It feels a bit off that we need to allocate a set of IndexedVars (as part of IndexedVarHelper) just to bind a container to existing IndexedVars. I don't have a better suggestion though (given that we need to support IndexedVarUsed)..

Comments from Reviewable

nvanbenschoten · 2016-11-21T05:03:15Z

I like this approach better than adding a new Expr type.

Review status: 0 of 23 files reviewed at latest revision, 3 unresolved discussions, some commit checks failed.

pkg/sql/parser/expr.go, line 548 at r1 (raw file):

Previously, knz (kena) wrote…

> Done.

The move isn't necessary now that you removed the new expression type. I'd revert the change.

Comments from Reviewable

knz · 2016-11-21T08:09:23Z

TFYRs!

Review status: 0 of 23 files reviewed at latest revision, 3 unresolved discussions.

pkg/sql/parser/expr.go, line 548 at r1 (raw file):

Previously, nvanbenschoten (Nathan VanBenschoten) wrote…

> The move isn't necessary now that you removed the new expression type. I'd revert the change.

Done.

......

- _What to work on_:
(a) Revise the review thread between "Previously, knz (kena)" and "3 unresolved discussions.", inclusive, so that "undo" takes the place of "revert".
(b) List every distinct name in the review thread that begins with "IndexedVar".

- _Records provided_:
......

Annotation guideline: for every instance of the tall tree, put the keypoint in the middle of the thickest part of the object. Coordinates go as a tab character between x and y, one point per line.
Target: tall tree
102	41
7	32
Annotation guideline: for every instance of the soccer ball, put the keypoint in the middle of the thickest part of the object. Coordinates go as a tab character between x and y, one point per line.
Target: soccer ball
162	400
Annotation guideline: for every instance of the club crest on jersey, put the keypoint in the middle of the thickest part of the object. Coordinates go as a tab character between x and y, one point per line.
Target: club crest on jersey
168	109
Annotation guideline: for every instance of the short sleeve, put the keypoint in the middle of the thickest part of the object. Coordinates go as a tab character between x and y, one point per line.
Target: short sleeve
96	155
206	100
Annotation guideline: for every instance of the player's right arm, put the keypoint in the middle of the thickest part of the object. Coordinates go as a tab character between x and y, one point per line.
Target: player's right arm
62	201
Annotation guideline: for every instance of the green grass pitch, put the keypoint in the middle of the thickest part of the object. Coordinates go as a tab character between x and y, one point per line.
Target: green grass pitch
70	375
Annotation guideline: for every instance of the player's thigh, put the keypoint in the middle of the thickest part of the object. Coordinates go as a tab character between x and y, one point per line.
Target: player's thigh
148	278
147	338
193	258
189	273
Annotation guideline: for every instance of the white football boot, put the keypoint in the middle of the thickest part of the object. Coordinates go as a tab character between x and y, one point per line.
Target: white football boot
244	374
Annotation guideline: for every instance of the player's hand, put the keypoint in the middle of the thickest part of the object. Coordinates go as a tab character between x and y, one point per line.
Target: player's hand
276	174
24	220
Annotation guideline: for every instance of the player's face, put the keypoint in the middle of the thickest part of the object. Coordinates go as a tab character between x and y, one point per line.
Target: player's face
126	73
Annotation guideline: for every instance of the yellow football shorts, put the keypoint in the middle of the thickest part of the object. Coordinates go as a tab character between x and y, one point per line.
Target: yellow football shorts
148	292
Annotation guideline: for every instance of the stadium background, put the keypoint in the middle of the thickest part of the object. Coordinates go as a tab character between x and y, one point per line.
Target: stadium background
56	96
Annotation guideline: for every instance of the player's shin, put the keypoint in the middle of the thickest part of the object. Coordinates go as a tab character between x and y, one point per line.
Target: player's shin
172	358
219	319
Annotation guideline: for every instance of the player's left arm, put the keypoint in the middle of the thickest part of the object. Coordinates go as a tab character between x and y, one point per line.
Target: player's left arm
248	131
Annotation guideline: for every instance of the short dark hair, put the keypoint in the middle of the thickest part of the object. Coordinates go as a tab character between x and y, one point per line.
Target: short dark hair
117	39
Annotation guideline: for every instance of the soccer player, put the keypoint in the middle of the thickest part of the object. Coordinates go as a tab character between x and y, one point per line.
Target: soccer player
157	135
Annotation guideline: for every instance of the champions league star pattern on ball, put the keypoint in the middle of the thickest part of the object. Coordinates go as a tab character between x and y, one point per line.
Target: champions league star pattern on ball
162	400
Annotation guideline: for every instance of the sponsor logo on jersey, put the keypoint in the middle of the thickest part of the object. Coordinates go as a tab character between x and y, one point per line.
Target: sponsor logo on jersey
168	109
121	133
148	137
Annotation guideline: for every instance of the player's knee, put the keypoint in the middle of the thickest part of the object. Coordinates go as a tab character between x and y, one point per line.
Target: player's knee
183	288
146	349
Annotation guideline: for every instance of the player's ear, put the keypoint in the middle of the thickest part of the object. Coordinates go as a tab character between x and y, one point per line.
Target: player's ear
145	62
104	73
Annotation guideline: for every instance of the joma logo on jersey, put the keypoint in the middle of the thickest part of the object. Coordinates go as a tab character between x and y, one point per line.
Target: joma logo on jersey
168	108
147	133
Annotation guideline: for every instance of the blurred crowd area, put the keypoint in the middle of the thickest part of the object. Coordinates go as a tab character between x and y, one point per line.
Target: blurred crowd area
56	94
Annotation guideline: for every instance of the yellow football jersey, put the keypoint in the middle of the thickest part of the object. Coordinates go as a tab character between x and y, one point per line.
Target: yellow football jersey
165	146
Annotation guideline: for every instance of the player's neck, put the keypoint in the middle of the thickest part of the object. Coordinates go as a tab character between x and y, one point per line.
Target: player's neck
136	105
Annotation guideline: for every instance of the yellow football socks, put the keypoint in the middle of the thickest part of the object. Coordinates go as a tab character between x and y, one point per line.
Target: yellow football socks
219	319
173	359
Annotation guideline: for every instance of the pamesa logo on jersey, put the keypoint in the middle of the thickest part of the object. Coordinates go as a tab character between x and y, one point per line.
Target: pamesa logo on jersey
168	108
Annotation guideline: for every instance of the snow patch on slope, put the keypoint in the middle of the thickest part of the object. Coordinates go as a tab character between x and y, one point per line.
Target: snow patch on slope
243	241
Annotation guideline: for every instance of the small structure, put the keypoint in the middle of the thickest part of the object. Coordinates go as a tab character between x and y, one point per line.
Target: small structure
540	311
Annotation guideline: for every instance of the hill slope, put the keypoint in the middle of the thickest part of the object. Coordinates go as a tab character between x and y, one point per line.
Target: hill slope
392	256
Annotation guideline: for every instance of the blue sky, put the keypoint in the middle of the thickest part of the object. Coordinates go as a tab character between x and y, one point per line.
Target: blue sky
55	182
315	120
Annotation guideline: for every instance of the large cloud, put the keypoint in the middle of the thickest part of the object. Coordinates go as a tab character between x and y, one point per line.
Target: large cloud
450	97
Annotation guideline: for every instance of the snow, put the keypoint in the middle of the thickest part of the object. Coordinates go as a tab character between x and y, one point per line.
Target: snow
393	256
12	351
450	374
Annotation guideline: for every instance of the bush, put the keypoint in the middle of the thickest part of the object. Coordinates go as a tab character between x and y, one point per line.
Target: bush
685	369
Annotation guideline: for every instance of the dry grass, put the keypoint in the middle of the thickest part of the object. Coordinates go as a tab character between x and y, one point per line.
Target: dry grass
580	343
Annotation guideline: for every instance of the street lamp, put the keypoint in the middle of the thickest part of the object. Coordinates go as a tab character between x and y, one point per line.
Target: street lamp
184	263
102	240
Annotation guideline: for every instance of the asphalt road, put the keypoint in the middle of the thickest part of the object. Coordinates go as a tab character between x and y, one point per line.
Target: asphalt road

......

- _Task responses_:
(a)
Previously, knz (kena) wrote…

> Done.

The move isn't necessary now that you removed the new expression type. I'd undo the change.

Comments from Reviewable

knz · 2016-11-21T08:09:23Z

TFYRs!

Review status: 0 of 23 files reviewed at latest revision, 3 unresolved discussions.

(b)
IndexedVars
IndexedVarHelper
IndexedVarUsed